§ Instruction A
List every line of the records below that contains the string "bare", copying each line in full. Matching is case-sensitive.

Ha ha, the speed limit on '' interstate H1 running thru downtown Honolulu is 50 mph and the minimum is 40. Lots of times, especially Saturday mornings when the old folks drive to Costco , I see em in the left lane doing 30.


----------



## 480sparky (Sep 20, 2007)

macmikeman said:


> Ha ha, the speed limit on '' interstate H1 running thru downtown Honolulu is 50 mph and the minimum is 40. Lots of times, especially Saturday mornings when the old folks drive to Costco , I see em in the left lane doing 30.


So it's illegal to drive 45 when the minimum is 40?


----------



## MechanicalDVR (Dec 29, 2007)

When you want to promote doing code like professional non hack work this seems like a bad joke. If price is an option maybe just run an extension cord out the bathroom window from the outlet on the light over the sink, that should run a drill or saw.


----------



## theJcK (Aug 7, 2013)

So theres your answers. Its code complaint so do all that work and then wait by phone for when he insists on working with his grandpappys old skilsaw. Or just buy him a 16 awg 100' extension cord and throw it out a window.. pull ground prong off if he needs to use the keyless recept.


----------



## macmikeman (Jan 23, 2007)

480sparky said:


> So it's illegal to drive 45 when the minimum is 40?


No, the speed limit is 50, read it again.


----------



## MechanicalDVR (Dec 29, 2007)

theJcK said:


> So theres your answers. Its code complaint so do all that work and then wait by phone for when he insists on working with his grandpappys old skilsaw. Or just buy him a 16 awg 100' extension cord and throw it out a window.. pull ground prong off if he needs to use the keyless recept.



Or do the right thing and add a small sub panel so you can add circuits as needed for his tablesaw, refrig, beer cooler,and big screen tv.


----------



## 480sparky (Sep 20, 2007)

macmikeman said:


> No, the speed limit is 50, read it again.



Sorry you missed the humor.


----------



## Missouri Bound (Aug 30, 2009)

macmikeman said:


> Ha ha, the speed limit on '' interstate H1 running thru downtown Honolulu


It's not really an interstate if it is in only one state.:whistling2:


----------



## 480sparky (Sep 20, 2007)

§ Instruction B
Continue the forum thread on speed limits and extension cords from the point where it stops.

§ Data excerpts
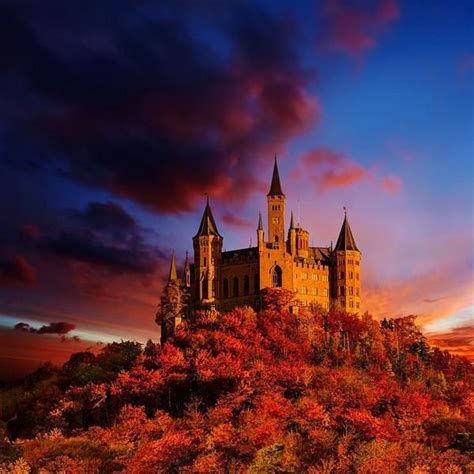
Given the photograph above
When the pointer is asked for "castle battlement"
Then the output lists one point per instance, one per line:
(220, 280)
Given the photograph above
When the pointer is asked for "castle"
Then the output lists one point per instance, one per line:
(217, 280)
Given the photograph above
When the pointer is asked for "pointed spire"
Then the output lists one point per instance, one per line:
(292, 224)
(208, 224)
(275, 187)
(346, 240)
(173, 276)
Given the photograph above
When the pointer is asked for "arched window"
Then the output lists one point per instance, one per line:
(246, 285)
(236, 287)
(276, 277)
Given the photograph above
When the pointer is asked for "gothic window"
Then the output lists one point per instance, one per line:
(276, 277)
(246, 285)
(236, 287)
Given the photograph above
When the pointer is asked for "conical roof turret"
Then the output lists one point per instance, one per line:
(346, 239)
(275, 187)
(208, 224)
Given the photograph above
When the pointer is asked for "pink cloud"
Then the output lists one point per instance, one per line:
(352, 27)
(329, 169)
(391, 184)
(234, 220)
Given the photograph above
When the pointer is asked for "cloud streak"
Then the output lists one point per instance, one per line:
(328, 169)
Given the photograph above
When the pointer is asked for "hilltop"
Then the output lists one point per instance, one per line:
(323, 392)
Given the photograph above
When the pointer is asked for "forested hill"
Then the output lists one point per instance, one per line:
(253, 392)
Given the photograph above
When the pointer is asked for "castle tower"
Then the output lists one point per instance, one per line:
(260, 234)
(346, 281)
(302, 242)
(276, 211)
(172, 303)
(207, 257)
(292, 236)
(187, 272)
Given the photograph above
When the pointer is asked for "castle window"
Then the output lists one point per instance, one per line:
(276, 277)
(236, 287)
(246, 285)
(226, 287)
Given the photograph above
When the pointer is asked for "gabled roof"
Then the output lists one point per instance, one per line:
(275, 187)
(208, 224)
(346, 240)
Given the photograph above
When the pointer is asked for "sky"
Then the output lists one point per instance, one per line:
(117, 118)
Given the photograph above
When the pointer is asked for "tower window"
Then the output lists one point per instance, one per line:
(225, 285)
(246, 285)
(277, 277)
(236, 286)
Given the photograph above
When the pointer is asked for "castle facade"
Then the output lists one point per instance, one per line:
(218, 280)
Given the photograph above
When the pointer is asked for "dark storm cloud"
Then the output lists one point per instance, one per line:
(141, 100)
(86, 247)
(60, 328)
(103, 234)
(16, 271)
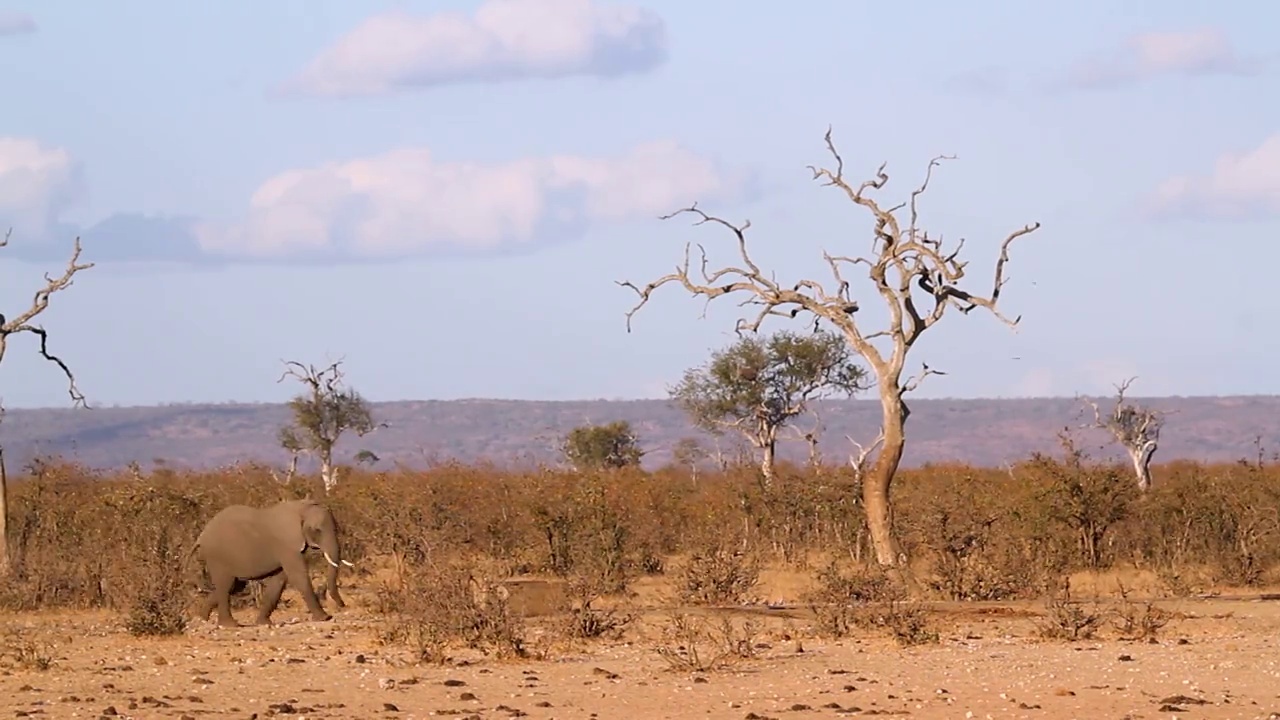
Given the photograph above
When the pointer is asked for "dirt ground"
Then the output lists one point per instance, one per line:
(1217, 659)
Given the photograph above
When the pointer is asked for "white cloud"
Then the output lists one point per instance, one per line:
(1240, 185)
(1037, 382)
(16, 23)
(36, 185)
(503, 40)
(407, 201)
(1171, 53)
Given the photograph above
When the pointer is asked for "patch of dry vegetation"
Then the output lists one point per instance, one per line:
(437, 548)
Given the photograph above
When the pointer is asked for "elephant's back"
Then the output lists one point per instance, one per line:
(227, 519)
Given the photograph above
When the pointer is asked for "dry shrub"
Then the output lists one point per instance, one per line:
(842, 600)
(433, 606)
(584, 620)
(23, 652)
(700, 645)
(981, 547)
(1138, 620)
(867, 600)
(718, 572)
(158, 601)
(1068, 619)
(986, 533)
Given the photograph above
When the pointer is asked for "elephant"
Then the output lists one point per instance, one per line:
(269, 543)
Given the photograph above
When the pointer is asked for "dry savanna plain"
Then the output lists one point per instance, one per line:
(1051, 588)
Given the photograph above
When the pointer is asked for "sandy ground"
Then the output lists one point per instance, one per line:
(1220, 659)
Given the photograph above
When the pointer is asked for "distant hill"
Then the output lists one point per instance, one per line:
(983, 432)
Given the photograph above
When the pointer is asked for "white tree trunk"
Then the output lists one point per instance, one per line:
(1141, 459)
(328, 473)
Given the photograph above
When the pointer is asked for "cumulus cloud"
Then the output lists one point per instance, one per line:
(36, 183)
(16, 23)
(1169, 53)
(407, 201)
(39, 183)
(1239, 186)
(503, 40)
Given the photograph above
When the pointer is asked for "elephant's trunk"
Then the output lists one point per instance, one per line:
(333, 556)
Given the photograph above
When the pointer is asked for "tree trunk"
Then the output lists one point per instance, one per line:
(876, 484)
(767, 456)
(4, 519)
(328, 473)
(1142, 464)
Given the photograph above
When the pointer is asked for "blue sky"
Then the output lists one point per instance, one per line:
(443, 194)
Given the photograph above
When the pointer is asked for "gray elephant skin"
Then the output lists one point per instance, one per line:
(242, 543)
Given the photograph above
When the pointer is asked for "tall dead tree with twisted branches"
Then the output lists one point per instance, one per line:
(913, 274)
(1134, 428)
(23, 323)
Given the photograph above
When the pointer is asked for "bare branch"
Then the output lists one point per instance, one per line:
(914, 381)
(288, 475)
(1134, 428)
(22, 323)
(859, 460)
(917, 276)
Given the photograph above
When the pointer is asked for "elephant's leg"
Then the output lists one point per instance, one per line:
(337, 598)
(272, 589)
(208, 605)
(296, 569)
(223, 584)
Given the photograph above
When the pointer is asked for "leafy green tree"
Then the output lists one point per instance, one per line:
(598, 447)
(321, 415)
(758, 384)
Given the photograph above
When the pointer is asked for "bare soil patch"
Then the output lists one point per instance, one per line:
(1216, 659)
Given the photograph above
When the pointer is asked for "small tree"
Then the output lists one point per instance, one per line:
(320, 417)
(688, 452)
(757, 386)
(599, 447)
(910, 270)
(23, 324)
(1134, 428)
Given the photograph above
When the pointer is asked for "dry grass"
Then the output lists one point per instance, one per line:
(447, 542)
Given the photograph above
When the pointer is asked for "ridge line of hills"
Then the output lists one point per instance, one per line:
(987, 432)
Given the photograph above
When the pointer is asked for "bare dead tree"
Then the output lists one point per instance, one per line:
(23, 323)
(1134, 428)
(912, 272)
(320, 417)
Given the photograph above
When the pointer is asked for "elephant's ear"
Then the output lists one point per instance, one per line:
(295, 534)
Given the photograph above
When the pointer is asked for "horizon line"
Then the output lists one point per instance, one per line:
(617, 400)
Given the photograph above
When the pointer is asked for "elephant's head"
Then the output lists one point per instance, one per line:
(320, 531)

---

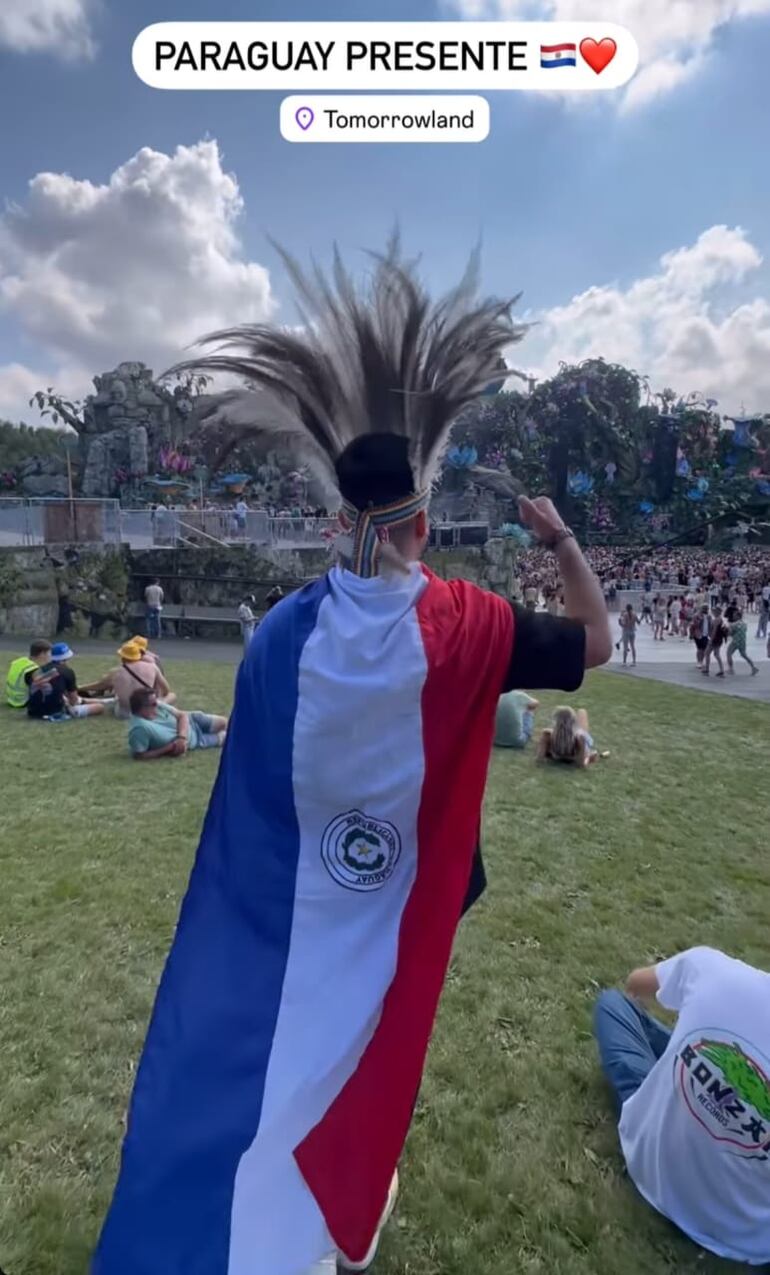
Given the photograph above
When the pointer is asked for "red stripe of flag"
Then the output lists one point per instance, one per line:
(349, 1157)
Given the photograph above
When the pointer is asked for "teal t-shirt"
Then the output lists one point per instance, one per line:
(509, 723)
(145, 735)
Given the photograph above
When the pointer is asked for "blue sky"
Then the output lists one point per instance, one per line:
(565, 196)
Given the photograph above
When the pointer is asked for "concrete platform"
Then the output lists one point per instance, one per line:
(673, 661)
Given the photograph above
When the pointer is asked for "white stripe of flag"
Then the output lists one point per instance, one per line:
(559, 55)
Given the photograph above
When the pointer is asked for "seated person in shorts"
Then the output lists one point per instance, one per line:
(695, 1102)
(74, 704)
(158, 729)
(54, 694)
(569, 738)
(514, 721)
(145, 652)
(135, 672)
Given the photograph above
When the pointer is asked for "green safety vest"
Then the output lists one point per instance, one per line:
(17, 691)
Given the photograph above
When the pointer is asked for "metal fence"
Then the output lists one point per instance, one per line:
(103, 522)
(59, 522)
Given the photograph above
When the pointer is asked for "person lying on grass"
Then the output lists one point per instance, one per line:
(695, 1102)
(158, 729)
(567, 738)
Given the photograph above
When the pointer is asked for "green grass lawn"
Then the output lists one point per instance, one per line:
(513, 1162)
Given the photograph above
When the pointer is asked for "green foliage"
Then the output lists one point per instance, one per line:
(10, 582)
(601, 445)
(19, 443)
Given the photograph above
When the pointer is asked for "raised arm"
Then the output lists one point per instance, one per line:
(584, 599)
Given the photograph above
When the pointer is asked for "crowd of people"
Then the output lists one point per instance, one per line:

...

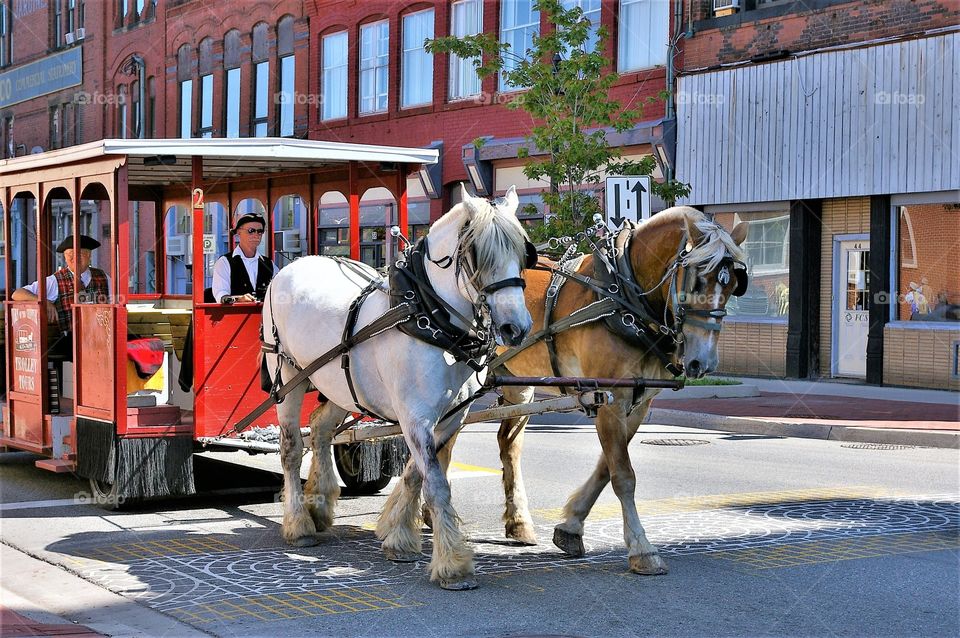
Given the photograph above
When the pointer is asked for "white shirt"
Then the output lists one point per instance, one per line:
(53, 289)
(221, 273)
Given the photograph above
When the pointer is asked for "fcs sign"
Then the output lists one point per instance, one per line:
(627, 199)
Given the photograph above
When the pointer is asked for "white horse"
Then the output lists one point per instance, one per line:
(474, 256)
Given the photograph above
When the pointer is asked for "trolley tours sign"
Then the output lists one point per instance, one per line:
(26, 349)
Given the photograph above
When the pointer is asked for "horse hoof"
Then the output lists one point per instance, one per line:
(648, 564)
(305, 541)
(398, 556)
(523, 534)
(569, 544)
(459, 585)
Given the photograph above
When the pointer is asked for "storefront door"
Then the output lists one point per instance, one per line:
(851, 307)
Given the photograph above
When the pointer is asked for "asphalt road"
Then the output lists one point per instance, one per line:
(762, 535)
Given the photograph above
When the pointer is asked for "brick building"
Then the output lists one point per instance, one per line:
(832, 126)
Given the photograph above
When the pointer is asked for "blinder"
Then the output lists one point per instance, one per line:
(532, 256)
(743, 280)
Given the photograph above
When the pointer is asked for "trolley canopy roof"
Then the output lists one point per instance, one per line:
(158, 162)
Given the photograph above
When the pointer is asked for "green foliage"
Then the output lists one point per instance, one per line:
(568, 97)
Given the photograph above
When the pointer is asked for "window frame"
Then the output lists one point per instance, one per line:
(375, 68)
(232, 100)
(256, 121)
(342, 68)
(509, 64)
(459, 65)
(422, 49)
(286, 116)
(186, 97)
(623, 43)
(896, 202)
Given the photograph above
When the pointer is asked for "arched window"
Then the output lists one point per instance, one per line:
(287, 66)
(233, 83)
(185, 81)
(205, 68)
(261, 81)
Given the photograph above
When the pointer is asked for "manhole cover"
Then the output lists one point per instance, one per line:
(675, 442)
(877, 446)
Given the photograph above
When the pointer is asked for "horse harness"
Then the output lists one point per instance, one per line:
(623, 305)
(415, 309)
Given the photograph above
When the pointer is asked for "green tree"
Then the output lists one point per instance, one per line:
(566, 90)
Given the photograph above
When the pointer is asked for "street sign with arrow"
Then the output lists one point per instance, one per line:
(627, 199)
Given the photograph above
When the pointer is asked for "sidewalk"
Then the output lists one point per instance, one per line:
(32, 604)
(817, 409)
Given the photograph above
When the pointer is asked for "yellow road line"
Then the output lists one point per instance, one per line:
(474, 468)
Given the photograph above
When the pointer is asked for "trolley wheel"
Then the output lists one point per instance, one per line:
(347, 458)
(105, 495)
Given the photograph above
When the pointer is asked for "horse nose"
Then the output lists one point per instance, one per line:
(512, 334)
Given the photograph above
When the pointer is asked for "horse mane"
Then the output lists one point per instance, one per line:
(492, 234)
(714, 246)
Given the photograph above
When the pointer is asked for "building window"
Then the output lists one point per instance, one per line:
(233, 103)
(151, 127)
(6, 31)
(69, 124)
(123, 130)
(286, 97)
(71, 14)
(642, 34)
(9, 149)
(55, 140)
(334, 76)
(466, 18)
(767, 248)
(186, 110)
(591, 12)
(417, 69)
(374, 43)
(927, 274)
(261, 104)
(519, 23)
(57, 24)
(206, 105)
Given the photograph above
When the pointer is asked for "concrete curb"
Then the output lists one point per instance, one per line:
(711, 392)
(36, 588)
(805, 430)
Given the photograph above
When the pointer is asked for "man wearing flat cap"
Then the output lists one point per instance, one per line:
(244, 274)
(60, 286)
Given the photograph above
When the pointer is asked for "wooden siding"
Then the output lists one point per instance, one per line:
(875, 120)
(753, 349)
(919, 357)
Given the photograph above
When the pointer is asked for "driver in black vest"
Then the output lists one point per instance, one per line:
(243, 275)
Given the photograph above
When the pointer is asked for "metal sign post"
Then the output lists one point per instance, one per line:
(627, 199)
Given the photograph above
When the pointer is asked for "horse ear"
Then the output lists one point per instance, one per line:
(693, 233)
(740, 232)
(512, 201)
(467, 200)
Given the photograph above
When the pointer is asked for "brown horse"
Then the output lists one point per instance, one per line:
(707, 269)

§ Written response A
When the pointer is asked for "bare branch"
When the pointer is asked for "bare soil patch"
When the pointer is asked for "bare dead tree"

§ Written response B
Missouri Bound said:


> It's not really an interstate if it is in only one state.:whistling2:



Then it's an _intrastate_.


----------



## MechanicalDVR (Dec 29, 2007)

Missouri Bound said:


> It's not really an interstate if it is in only one state.:whistling2:



What if it takes you from a state of euphoria to a state of disgust ?


----------



## Missouri Bound (Aug 30, 2009)

Mech Diver said:


> What if it takes you from a state of euphoria to a state of disgust ?


That would be any road leading into New Jersey.


----------



## macmikeman (Jan 23, 2007)

Really? You mean all this time I have been driving on it and it doesn't go to some other states? Well that is why I come to this forum, it is so full of such smart people...... Glad you told me about that.


----------



## 480sparky (Sep 20, 2007)

macmikeman said:


> Really? You mean all this time I have been driving on it and it doesn't go to some other states? Well that is why I come to this forum, it is so full of such smart people...... Glad you told me about that.



Blame the salt air. It'll rot your brain. :laughing:


----------



## MechanicalDVR (Dec 29, 2007)

Missouri Bound said:


> That would be any road leading into New Jersey.



Or Missouri, the home of St Louis, Ferguson, etc


----------



## Missouri Bound (Aug 30, 2009)

Mech Diver said:


> Or Missouri, the home of St Louis, Ferguson, etc


Touche.
Although most of the St. Louis / Ferguson problems are Illinois born.:whistling2:


----------



## MechanicalDVR (Dec 29, 2007)

Missouri Bound said:


> Touche.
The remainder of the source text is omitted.